--- EXTRAIT CHOISI ---
>>>

Au vu de la politique conduite par
Lula, mais aussi des difficultés qu’il doit affronter, la direction nationale
du Parti Mouvement démocratique brésilien (PMDB, parti bourgeois) décide le 27
mai, d’adhérer officiellement à la coalition gouvernementale. Fort de ses 19
sénateurs et 71 députés, ce parti va conforter la politique bourgeoise du
gouvernement et, si nécessaire, pallier à une défection prévisible d’une partie
des députés PT au moment du vote de la loi sur les retraites.
Cet appui est d’autant plus utile
que la situation économique se dégrade : sur quatre mois, la production
industrielle est inférieure de 4.2 % à celle mesurée de janvier à avril 2002.
Officiellement, six cent mille chômeurs supplémentaires sont enregistrés. Dans
l’agglomération de Sao Paulo, deux millions de chômeurs – un taux de 20 % -
cherchent du travail. 80 000 candidats se sont ainsi présentés pour des postes
d’éboueurs rétribués 200 € par mois. Or le gouvernement, avec le FMI, refuse de
desserrer l’étau des taux élevés tant que l’inflation dépasse 8.5 %. Cette
situation conduit la direction du PT à s’attaquer aux députés récalcitrants,
les traduisant devant une instance disciplinaire du Parti. C’est le cas de Lucianon Genro et de João Batista Oliveira de Araùjo
(députés), de João Fontes ainsi que d’Heloisa Helena (sénatrice)
Pour la première fois, le
gouvernement Lula est alors confronté à une importante grève, celle des
fonctionnaires qui avaient massivement voté pour Lula et le PT. Dès le 8
juillet, ce sont 400 000 fonctionnaires fédéraux qui sont en grève (sur 880
000). La grève va se poursuivre durant le mois de juillet.
Les juges eux-mêmes, avec le
Tribunal Suprême fédéral, mettent à profit cette mobilisation et se montrent
menaçants si l’on attaquait leurs exceptionnelles retraites.
A la mi-juillet, le gouvernement
décide alors de manœuvrer, convoque une réunion de crise avec les gouverneurs
des principaux États et propose de nouvelles négociations. Il se déclare prêt à
revoir l’une des dispositions les plus contestées – la remise en cause du
niveau de la retraite calculée sur le dernier salaire – cette mesure n’étant
appliquée qu’à ceux qui seront embauchés après la promulgation de la réforme.

<<<

(Entrées extraites d'une collection)
>>>

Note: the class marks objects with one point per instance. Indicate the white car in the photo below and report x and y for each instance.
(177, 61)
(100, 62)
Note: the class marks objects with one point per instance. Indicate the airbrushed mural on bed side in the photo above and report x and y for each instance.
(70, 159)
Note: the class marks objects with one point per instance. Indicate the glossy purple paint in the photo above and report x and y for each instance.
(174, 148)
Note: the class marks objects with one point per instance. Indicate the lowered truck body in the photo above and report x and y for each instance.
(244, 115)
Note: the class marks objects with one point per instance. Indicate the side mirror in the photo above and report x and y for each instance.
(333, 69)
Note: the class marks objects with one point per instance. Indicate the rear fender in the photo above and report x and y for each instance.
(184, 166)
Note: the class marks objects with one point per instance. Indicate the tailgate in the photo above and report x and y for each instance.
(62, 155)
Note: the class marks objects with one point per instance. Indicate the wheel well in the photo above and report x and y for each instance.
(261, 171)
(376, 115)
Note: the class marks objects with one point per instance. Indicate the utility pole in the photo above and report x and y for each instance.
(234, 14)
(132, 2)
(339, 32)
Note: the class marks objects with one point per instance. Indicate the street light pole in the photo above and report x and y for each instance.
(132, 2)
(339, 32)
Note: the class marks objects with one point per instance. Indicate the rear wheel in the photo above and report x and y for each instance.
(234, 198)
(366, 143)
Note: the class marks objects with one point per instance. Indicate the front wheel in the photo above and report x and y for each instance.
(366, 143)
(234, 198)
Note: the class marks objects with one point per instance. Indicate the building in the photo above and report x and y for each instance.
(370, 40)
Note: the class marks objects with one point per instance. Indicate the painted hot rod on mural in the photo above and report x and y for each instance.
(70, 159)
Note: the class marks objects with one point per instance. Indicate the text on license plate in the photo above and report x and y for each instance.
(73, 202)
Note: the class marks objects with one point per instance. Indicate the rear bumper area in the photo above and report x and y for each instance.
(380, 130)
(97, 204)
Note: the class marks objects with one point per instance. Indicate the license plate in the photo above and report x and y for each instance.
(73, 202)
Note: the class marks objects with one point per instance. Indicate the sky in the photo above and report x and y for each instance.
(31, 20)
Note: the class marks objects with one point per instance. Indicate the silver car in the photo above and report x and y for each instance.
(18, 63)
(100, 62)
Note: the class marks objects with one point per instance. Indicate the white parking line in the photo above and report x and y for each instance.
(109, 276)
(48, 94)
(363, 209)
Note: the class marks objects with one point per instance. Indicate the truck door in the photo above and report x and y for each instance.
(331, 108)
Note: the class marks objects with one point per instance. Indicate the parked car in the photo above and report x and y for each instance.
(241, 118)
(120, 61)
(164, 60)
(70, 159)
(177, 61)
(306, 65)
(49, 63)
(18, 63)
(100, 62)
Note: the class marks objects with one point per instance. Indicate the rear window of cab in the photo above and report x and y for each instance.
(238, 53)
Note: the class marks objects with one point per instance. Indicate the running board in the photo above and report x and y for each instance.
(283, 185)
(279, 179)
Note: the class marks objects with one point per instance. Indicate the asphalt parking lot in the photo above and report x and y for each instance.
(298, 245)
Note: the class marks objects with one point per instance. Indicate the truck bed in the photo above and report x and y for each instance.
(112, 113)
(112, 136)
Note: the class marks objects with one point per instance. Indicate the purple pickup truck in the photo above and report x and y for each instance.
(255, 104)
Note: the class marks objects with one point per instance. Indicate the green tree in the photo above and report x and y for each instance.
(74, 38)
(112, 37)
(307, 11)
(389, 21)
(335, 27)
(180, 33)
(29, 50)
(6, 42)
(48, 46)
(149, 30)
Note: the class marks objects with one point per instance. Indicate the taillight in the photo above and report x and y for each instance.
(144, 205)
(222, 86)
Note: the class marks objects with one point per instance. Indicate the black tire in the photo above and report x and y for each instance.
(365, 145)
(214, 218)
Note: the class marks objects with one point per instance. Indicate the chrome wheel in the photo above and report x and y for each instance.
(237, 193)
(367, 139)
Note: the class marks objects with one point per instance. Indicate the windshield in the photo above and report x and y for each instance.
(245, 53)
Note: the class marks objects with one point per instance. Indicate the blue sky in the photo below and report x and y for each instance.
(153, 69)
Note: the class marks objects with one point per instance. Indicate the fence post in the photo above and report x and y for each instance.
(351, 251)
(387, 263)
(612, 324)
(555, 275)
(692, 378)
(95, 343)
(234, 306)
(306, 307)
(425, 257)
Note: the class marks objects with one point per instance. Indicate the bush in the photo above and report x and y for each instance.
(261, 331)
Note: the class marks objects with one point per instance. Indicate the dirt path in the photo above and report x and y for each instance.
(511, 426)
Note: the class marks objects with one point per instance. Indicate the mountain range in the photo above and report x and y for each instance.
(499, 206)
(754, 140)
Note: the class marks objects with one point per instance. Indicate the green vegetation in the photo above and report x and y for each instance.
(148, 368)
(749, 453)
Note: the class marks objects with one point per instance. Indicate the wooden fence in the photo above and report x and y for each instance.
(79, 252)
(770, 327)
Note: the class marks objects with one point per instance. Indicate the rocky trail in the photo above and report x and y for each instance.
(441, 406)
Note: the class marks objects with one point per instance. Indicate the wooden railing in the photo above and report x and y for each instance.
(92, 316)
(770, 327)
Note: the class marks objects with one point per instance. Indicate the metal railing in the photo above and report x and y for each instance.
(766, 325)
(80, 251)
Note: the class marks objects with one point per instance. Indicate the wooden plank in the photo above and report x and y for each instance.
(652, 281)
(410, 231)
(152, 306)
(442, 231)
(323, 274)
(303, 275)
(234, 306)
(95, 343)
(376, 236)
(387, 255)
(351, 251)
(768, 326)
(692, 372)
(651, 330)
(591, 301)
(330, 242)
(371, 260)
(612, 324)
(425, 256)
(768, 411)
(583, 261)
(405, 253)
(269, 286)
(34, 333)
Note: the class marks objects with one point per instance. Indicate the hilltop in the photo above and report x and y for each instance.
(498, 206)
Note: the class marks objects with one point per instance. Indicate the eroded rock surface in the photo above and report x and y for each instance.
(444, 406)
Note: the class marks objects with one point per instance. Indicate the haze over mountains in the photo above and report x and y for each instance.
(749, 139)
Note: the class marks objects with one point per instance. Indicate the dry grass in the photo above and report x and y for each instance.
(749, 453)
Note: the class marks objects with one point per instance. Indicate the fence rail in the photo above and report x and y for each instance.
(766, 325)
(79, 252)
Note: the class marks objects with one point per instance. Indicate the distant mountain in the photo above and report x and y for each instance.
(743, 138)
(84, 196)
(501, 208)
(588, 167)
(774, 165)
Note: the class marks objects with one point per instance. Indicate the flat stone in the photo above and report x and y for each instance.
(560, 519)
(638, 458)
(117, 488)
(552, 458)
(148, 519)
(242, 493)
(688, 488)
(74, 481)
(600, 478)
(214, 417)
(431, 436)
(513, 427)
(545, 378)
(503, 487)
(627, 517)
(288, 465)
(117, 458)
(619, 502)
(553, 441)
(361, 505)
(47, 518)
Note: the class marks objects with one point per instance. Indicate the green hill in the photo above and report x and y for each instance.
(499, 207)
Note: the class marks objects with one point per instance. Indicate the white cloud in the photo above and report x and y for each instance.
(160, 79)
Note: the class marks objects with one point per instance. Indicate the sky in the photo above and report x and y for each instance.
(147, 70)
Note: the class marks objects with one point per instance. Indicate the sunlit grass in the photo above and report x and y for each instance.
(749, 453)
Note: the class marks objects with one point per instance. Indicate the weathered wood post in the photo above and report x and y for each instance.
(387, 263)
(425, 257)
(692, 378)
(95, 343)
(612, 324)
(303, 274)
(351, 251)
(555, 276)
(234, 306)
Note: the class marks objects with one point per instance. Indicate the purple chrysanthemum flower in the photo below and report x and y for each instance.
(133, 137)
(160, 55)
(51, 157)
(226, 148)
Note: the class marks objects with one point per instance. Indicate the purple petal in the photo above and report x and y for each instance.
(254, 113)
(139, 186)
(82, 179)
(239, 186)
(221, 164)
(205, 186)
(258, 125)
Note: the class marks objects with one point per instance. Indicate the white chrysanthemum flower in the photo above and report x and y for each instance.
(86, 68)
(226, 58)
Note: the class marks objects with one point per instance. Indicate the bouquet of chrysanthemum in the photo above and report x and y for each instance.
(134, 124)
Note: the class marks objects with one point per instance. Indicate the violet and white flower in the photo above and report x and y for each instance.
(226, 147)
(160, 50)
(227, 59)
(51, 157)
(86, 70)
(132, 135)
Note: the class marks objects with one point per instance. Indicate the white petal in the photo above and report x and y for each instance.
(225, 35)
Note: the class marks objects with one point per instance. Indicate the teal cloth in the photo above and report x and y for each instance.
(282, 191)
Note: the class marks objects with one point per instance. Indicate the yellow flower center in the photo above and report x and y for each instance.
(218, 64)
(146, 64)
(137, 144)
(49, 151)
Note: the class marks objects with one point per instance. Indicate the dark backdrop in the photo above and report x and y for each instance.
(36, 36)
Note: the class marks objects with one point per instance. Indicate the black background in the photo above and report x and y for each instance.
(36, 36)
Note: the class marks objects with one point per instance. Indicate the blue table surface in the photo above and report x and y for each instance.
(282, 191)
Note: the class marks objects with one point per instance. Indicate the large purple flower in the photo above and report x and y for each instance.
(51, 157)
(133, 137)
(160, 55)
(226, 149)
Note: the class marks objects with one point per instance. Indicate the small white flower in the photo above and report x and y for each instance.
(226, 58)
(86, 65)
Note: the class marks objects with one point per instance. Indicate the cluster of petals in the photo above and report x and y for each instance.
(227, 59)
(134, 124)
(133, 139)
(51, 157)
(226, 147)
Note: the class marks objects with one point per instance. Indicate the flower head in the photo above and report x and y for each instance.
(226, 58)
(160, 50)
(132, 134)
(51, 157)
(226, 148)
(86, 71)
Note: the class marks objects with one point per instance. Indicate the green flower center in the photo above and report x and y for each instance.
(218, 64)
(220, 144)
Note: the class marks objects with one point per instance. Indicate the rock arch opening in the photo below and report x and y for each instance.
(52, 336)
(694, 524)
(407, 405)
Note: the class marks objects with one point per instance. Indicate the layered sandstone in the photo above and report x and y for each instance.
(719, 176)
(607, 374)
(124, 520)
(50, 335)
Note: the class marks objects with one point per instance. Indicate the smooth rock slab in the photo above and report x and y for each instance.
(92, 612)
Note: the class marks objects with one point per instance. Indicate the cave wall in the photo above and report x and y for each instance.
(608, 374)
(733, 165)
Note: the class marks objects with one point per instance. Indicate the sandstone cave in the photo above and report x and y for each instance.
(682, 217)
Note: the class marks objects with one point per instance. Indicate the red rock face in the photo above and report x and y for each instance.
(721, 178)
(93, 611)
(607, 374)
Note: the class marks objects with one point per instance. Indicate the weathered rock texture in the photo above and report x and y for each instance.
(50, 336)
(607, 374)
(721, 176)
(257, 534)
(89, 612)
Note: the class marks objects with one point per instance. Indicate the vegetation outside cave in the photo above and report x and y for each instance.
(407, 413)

<<<

Reprenez le texte sur le gouvernement Lula et la réforme des retraites au Brésil, à la suite de sa dernière phrase.

--- RÉSULTAT ---
Bien que la grève se poursuive, une telle manœuvre est rendue possible par le
fait qu’au sein de la CUT quasiment tous se situent sur le terrain de la
négociation, de la « bonne réforme ».
La voie a été ouverte en
particulier par le congrès de la CUT qui s’était tenu du 3 au 6 juin : la
motion présentée par l’Articulation (courant majoritaire) demandait des
amendements au projet gouvernemental. Elle obtint 502 de voix. Une motion
présentée par les courants CSD-CSC, proches de la LCR, recueillit 25 % des voix
en demandant quelques amendements de plus. Une autre motion (25 % des voix) fut
présentée par le courant « Renforcer la CUT » (lié à O Trabalho et, en France, au « PT » de Pierre
Lambert et Glückstein) que les intéressés présentent
aux-mêmes comme une « motion de compromis » qui exigeait « l’abandon
des trois principaux points » de la réforme.
De facto, ces trois motions sont
toutes une application de la politique mise en œuvre depuis l’élection de
Lula : la participation au Conseil tripartite, dans l’objectif de réaliser
un pacte social.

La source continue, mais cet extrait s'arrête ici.